Scan the entries line by line and return those with "below".

Stored items from a collection
########################################

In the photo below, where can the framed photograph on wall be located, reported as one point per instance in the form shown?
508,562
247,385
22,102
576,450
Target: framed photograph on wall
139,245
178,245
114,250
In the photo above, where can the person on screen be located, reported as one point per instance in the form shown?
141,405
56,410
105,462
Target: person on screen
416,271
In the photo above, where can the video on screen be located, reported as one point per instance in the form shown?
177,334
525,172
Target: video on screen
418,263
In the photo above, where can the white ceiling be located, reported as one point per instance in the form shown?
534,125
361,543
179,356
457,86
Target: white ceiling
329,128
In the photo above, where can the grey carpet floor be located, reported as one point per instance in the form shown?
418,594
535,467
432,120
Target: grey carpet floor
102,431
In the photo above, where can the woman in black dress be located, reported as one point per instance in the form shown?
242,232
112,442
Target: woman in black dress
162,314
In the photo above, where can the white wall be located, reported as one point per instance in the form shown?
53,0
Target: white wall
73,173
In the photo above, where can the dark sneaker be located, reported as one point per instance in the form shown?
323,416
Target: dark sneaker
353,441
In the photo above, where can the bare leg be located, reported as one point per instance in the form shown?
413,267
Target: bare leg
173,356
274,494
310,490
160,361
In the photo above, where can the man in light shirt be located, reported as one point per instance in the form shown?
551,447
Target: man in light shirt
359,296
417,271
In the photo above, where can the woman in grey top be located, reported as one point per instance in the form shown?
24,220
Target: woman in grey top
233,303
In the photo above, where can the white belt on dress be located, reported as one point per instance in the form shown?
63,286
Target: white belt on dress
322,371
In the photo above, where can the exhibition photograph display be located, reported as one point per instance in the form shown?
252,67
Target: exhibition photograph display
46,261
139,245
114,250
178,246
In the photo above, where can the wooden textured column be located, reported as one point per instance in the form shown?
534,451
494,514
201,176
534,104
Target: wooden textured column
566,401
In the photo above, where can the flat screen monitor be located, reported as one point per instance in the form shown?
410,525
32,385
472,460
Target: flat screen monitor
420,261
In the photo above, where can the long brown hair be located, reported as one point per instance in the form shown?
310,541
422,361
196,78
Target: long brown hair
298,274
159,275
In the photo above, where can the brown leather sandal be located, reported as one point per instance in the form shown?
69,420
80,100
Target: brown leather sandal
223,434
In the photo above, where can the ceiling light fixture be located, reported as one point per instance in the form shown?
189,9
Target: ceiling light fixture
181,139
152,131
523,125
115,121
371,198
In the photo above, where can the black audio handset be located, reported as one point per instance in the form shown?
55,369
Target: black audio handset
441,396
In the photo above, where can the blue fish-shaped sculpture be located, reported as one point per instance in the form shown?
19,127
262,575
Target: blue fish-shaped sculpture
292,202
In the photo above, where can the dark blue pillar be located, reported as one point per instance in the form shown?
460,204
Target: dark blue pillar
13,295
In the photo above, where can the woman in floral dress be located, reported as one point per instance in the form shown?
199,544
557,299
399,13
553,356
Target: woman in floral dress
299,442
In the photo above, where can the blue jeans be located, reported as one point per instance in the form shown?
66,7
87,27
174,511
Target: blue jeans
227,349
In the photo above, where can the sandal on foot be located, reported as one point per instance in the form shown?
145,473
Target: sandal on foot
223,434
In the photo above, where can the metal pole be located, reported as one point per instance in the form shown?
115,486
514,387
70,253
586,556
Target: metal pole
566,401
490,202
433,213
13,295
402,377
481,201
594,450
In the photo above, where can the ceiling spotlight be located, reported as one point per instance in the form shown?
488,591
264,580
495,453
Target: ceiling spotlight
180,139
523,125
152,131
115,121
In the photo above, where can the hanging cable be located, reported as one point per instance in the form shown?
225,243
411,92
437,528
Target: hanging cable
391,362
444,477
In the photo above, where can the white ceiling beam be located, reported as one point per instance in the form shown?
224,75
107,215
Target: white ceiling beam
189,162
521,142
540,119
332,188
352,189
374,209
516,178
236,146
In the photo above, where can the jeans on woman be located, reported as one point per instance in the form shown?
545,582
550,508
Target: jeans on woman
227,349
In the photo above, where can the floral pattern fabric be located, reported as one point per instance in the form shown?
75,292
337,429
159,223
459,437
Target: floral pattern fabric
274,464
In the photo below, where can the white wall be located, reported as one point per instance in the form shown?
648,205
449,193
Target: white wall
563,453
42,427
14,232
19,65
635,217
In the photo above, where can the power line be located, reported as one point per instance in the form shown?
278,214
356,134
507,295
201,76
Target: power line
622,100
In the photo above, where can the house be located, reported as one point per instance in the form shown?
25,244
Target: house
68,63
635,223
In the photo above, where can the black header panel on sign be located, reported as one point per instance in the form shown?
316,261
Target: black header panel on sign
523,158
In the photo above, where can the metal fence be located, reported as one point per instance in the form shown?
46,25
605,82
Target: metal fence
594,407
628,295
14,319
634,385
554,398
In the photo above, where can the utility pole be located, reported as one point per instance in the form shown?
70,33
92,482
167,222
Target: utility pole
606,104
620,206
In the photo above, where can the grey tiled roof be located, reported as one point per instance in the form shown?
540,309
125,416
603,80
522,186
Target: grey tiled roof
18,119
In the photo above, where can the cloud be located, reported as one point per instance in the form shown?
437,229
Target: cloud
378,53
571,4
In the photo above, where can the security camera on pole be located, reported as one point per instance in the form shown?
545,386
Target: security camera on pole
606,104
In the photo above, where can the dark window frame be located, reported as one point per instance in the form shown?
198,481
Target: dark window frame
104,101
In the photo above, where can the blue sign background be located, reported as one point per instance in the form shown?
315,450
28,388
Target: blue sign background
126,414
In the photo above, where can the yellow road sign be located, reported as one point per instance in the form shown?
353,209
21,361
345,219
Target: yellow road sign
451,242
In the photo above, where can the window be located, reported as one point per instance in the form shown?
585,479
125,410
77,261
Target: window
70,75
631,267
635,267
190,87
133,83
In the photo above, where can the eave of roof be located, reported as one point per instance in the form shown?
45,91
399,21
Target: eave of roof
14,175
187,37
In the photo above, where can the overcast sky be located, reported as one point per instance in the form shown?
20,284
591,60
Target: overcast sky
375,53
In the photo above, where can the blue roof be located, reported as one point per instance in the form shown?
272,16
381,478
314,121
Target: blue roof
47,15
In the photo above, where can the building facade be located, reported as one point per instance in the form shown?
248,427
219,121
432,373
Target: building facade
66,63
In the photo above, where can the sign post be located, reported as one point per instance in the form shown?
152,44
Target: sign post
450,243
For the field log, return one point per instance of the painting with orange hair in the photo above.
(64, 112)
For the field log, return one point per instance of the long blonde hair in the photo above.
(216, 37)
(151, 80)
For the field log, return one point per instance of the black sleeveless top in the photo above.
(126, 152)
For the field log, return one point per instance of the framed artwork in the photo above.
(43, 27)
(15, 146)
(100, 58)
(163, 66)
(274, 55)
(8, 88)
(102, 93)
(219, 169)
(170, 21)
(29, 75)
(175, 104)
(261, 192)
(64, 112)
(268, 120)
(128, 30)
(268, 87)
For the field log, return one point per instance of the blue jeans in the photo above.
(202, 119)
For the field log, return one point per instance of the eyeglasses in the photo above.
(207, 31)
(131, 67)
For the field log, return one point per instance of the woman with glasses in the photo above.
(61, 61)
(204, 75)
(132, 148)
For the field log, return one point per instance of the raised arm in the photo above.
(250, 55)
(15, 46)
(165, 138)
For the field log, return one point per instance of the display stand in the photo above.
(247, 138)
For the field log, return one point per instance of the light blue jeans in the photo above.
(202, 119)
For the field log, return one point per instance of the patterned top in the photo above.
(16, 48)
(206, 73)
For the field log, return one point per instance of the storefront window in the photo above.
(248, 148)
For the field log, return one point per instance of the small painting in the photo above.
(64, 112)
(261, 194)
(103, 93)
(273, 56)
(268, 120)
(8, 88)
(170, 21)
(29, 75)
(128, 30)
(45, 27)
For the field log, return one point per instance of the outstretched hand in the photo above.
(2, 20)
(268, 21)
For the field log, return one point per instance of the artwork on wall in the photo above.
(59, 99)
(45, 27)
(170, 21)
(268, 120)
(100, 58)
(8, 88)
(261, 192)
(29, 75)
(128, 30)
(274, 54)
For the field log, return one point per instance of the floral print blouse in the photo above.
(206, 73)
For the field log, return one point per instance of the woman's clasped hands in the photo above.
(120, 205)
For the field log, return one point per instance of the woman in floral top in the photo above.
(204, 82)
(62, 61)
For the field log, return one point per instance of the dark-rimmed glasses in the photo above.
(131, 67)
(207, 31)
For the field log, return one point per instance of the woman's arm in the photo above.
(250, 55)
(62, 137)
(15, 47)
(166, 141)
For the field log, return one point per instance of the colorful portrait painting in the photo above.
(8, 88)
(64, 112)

########################################

Result of the task:
In the photo below, where can the framed photograph on wall be located, reported as one point per instance in the form shown?
In the photo below, where can the white wall be located, reported as one point per instance in the form shown?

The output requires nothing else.